====== Supplied data

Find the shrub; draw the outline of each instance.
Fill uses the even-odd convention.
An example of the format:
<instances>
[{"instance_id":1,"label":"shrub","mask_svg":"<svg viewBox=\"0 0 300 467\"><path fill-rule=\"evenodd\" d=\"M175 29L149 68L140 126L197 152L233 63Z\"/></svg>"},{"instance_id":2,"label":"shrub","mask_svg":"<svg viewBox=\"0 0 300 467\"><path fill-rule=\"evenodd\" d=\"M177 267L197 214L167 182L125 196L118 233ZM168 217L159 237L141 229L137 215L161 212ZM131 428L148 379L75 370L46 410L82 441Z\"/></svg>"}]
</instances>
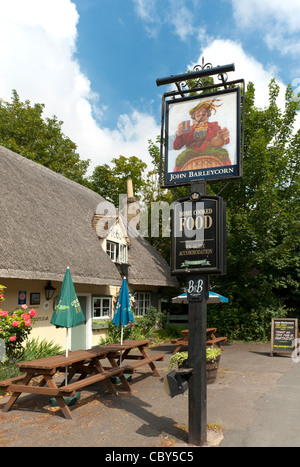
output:
<instances>
[{"instance_id":1,"label":"shrub","mask_svg":"<svg viewBox=\"0 0 300 467\"><path fill-rule=\"evenodd\" d=\"M62 353L63 349L60 345L54 344L53 341L39 338L26 340L24 345L23 361L36 360L38 358L51 357Z\"/></svg>"},{"instance_id":2,"label":"shrub","mask_svg":"<svg viewBox=\"0 0 300 467\"><path fill-rule=\"evenodd\" d=\"M216 347L207 347L206 348L206 359L214 362L216 358L221 354L221 350ZM169 368L179 367L188 359L188 352L177 352L172 355L170 359Z\"/></svg>"},{"instance_id":3,"label":"shrub","mask_svg":"<svg viewBox=\"0 0 300 467\"><path fill-rule=\"evenodd\" d=\"M285 306L273 304L265 308L259 302L247 312L238 303L209 305L207 327L216 327L219 336L231 341L269 341L272 318L285 318L288 311Z\"/></svg>"},{"instance_id":4,"label":"shrub","mask_svg":"<svg viewBox=\"0 0 300 467\"><path fill-rule=\"evenodd\" d=\"M0 285L0 303L4 300L4 286ZM5 343L6 358L19 359L23 352L23 342L32 330L33 318L36 311L28 311L27 305L22 305L13 312L0 308L0 339Z\"/></svg>"},{"instance_id":5,"label":"shrub","mask_svg":"<svg viewBox=\"0 0 300 467\"><path fill-rule=\"evenodd\" d=\"M155 329L163 326L165 319L165 313L159 312L154 307L149 307L144 316L136 317L134 323L123 327L123 340L150 339L153 337ZM120 342L121 327L113 324L111 319L103 321L103 324L107 324L108 328L106 337L100 337L100 345Z\"/></svg>"}]
</instances>

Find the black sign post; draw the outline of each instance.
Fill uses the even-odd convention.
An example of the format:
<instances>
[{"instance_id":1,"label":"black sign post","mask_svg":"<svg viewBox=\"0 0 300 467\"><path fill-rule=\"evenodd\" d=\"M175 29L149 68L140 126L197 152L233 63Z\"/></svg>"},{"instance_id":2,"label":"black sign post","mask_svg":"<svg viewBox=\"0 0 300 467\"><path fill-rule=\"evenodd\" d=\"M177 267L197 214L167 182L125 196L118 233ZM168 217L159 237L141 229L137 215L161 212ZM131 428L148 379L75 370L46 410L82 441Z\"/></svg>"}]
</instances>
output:
<instances>
[{"instance_id":1,"label":"black sign post","mask_svg":"<svg viewBox=\"0 0 300 467\"><path fill-rule=\"evenodd\" d=\"M225 272L225 204L206 196L206 183L191 184L191 195L172 213L171 272L187 276L189 304L189 444L207 440L206 322L209 274Z\"/></svg>"},{"instance_id":2,"label":"black sign post","mask_svg":"<svg viewBox=\"0 0 300 467\"><path fill-rule=\"evenodd\" d=\"M172 82L178 89L165 93L162 99L160 185L191 187L190 196L174 203L172 209L171 274L187 277L188 363L193 368L189 378L189 443L197 446L203 445L207 436L209 275L226 273L226 205L222 198L206 195L206 180L242 176L240 104L244 100L245 83L227 81L224 69L234 68L233 65L212 68L203 60L194 72L157 80L158 86ZM222 83L205 82L205 76L215 74ZM196 79L196 84L187 86L182 83L183 78ZM219 91L220 87L224 90ZM217 114L216 121L210 120L212 113Z\"/></svg>"},{"instance_id":3,"label":"black sign post","mask_svg":"<svg viewBox=\"0 0 300 467\"><path fill-rule=\"evenodd\" d=\"M188 365L193 368L189 378L189 444L201 446L207 441L206 388L206 316L208 276L189 276Z\"/></svg>"}]
</instances>

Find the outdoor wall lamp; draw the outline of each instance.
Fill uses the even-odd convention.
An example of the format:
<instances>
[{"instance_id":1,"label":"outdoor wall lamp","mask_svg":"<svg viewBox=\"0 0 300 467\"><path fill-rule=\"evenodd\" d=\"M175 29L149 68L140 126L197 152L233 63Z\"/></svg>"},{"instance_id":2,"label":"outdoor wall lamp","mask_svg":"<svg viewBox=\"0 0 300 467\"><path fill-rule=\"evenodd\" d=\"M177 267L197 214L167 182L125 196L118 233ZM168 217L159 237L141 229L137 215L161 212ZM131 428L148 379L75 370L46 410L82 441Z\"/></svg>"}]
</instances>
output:
<instances>
[{"instance_id":1,"label":"outdoor wall lamp","mask_svg":"<svg viewBox=\"0 0 300 467\"><path fill-rule=\"evenodd\" d=\"M55 290L56 290L55 287L52 287L51 281L49 281L45 287L46 300L51 300L51 298L54 295Z\"/></svg>"}]
</instances>

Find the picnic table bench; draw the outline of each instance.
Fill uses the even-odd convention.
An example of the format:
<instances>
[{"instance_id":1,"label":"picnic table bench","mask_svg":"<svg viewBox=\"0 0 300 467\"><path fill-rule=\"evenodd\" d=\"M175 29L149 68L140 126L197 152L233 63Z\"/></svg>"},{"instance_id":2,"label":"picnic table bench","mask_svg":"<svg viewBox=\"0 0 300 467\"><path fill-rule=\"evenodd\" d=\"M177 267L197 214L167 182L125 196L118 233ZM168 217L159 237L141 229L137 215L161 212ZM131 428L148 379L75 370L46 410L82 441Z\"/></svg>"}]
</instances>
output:
<instances>
[{"instance_id":1,"label":"picnic table bench","mask_svg":"<svg viewBox=\"0 0 300 467\"><path fill-rule=\"evenodd\" d=\"M105 381L108 390L118 395L113 383L112 376L118 376L122 386L131 391L130 385L124 373L133 373L136 368L148 364L155 376L160 376L154 361L164 359L163 354L149 356L145 347L149 347L149 340L124 341L123 344L109 344L96 346L89 350L75 350L65 355L55 355L28 362L18 363L17 367L24 373L15 378L0 381L0 389L12 392L10 399L3 408L8 412L22 393L40 394L55 397L65 418L71 419L71 411L64 397L72 397L78 389ZM139 354L131 354L132 349L138 349ZM100 360L107 359L110 367L104 367ZM124 364L124 360L130 360L130 365ZM134 360L134 361L132 361ZM122 366L121 366L122 365ZM67 380L58 386L54 376L65 372L67 367ZM76 381L71 382L75 375L79 375ZM32 385L32 379L40 377L37 385Z\"/></svg>"},{"instance_id":2,"label":"picnic table bench","mask_svg":"<svg viewBox=\"0 0 300 467\"><path fill-rule=\"evenodd\" d=\"M116 358L116 364L120 365L124 360L130 360L126 363L126 373L134 373L135 370L142 365L149 365L155 376L160 376L154 362L162 361L164 354L148 355L146 348L150 345L150 340L126 340L122 344L108 344L105 346L96 347L97 349L112 349L111 356ZM139 353L132 354L131 351L137 349Z\"/></svg>"},{"instance_id":3,"label":"picnic table bench","mask_svg":"<svg viewBox=\"0 0 300 467\"><path fill-rule=\"evenodd\" d=\"M216 337L214 333L216 332L217 328L207 328L206 332L208 334L207 340L206 340L206 345L214 345L216 344L221 350L223 350L223 347L221 346L222 342L227 341L227 337ZM189 330L184 329L181 331L183 334L183 337L179 337L177 339L172 339L171 343L172 344L177 344L177 347L174 349L173 353L178 352L181 347L183 346L188 346L189 345Z\"/></svg>"},{"instance_id":4,"label":"picnic table bench","mask_svg":"<svg viewBox=\"0 0 300 467\"><path fill-rule=\"evenodd\" d=\"M130 391L131 388L123 374L127 369L125 366L120 368L117 365L115 359L111 356L112 350L112 348L76 350L70 352L68 357L64 355L56 355L53 357L18 363L17 367L22 373L24 373L24 375L0 381L1 389L12 392L12 395L5 404L3 411L7 412L10 410L22 393L41 394L54 396L65 418L71 419L71 411L64 397L72 397L78 389L104 380L108 390L117 395L118 393L115 390L110 377L118 376L123 387L127 391ZM115 351L117 351L117 349L115 349ZM108 359L111 364L110 368L103 368L100 363L100 359L103 358ZM58 372L64 372L66 367L68 368L67 381L64 379L64 381L57 386L54 376ZM77 381L71 383L70 381L75 374L79 374L79 377ZM36 377L41 377L41 380L37 386L33 386L30 383L31 380Z\"/></svg>"}]
</instances>

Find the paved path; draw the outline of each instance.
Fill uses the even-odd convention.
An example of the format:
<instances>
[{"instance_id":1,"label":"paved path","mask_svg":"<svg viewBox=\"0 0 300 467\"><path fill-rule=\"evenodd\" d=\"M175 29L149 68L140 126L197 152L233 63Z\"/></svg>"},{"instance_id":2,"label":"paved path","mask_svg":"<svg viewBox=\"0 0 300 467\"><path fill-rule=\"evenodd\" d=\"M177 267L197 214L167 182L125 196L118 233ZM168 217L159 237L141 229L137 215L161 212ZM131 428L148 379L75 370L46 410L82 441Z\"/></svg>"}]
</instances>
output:
<instances>
[{"instance_id":1,"label":"paved path","mask_svg":"<svg viewBox=\"0 0 300 467\"><path fill-rule=\"evenodd\" d=\"M66 420L45 396L21 396L15 409L2 413L0 445L179 447L188 444L188 393L169 398L163 377L173 345L153 348L165 353L157 362L161 377L148 368L134 375L131 394L106 392L103 382L82 391ZM289 356L270 357L269 345L226 344L216 383L208 385L209 445L300 446L300 365Z\"/></svg>"},{"instance_id":2,"label":"paved path","mask_svg":"<svg viewBox=\"0 0 300 467\"><path fill-rule=\"evenodd\" d=\"M278 358L278 357L277 357ZM255 418L244 429L225 433L221 446L300 446L300 366L294 364L254 400Z\"/></svg>"}]
</instances>

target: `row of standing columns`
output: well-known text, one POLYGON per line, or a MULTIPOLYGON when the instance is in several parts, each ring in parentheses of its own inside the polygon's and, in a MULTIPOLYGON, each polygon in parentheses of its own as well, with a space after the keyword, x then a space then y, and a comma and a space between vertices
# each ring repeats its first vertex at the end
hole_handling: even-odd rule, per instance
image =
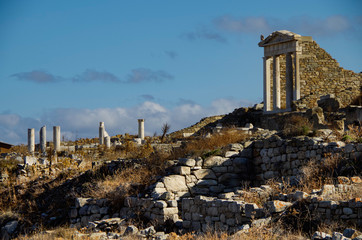
MULTIPOLYGON (((145 120, 138 119, 138 138, 141 141, 145 140, 145 120)), ((104 127, 104 122, 99 122, 99 145, 106 145, 107 148, 111 147, 111 137, 108 135, 104 127)))
MULTIPOLYGON (((145 139, 145 120, 138 119, 138 138, 142 141, 145 139)), ((46 126, 40 128, 39 131, 39 139, 40 139, 40 151, 42 153, 46 152, 46 126)), ((53 127, 53 144, 54 144, 54 151, 60 151, 60 126, 53 127)), ((111 147, 111 137, 105 130, 104 122, 99 123, 99 144, 106 145, 107 148, 111 147)), ((35 152, 35 129, 29 128, 28 129, 28 151, 30 153, 35 152)))
MULTIPOLYGON (((264 65, 264 111, 278 111, 281 109, 281 84, 280 84, 280 55, 265 56, 264 65), (270 65, 273 60, 273 108, 271 108, 270 65)), ((297 52, 286 53, 286 109, 290 110, 292 101, 300 98, 299 80, 299 54, 297 52), (292 60, 294 55, 294 61, 292 60), (294 65, 294 69, 293 69, 294 65)))
MULTIPOLYGON (((46 152, 47 147, 47 140, 46 140, 46 126, 40 128, 39 131, 39 140, 40 140, 40 151, 41 153, 46 152)), ((54 151, 60 151, 60 126, 53 127, 53 144, 54 144, 54 151)), ((28 151, 30 153, 35 152, 35 129, 29 128, 28 129, 28 151)))

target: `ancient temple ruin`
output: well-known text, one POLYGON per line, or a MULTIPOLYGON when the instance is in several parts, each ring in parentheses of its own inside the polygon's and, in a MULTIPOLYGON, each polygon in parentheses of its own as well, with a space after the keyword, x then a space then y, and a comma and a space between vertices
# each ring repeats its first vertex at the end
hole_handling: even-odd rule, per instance
POLYGON ((314 107, 334 94, 341 106, 360 93, 362 74, 341 68, 309 36, 281 30, 259 42, 264 47, 264 112, 290 111, 293 102, 314 107))

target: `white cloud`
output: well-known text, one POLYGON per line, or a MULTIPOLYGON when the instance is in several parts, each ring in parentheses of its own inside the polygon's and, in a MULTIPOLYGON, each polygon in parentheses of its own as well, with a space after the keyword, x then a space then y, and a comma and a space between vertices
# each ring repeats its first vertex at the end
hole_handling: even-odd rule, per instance
POLYGON ((0 141, 11 144, 26 143, 27 129, 47 126, 47 139, 52 139, 52 127, 60 126, 65 139, 75 140, 76 137, 93 138, 98 136, 99 122, 105 123, 110 135, 137 134, 139 118, 145 119, 146 135, 161 132, 164 123, 171 125, 171 131, 188 127, 201 118, 226 114, 241 106, 251 105, 247 101, 235 99, 217 99, 210 106, 203 107, 190 100, 183 100, 173 108, 166 108, 159 103, 144 101, 130 108, 98 108, 76 109, 59 108, 44 112, 40 120, 22 118, 16 114, 0 114, 0 141))

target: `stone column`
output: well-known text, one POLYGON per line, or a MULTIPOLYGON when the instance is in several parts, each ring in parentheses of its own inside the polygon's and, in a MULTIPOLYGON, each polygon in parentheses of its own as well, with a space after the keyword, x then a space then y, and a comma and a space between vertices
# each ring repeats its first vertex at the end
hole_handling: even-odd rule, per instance
POLYGON ((264 111, 270 111, 270 61, 271 58, 263 57, 264 72, 264 111))
POLYGON ((35 130, 34 128, 28 129, 28 151, 33 154, 35 151, 35 130))
POLYGON ((138 119, 138 138, 145 140, 145 120, 138 119))
POLYGON ((273 56, 273 110, 280 109, 280 66, 279 56, 273 56))
POLYGON ((53 144, 54 144, 54 151, 60 151, 60 126, 53 127, 53 144))
POLYGON ((99 145, 104 144, 104 122, 99 122, 99 145))
POLYGON ((293 62, 292 53, 287 53, 285 56, 285 77, 286 77, 286 109, 292 108, 293 101, 293 62))
POLYGON ((111 147, 111 137, 110 137, 110 136, 104 137, 104 142, 105 142, 105 144, 106 144, 106 148, 110 148, 110 147, 111 147))
POLYGON ((300 79, 299 79, 299 54, 294 52, 294 93, 293 100, 300 98, 300 79))
POLYGON ((46 126, 42 126, 39 131, 40 152, 45 153, 47 150, 47 130, 46 126))

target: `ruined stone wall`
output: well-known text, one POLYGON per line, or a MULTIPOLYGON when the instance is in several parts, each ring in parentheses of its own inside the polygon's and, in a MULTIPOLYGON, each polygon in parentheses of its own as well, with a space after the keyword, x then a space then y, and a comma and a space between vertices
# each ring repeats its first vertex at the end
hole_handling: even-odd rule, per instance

============

How many lines of the material above have the word "target" in them? Give only that number.

5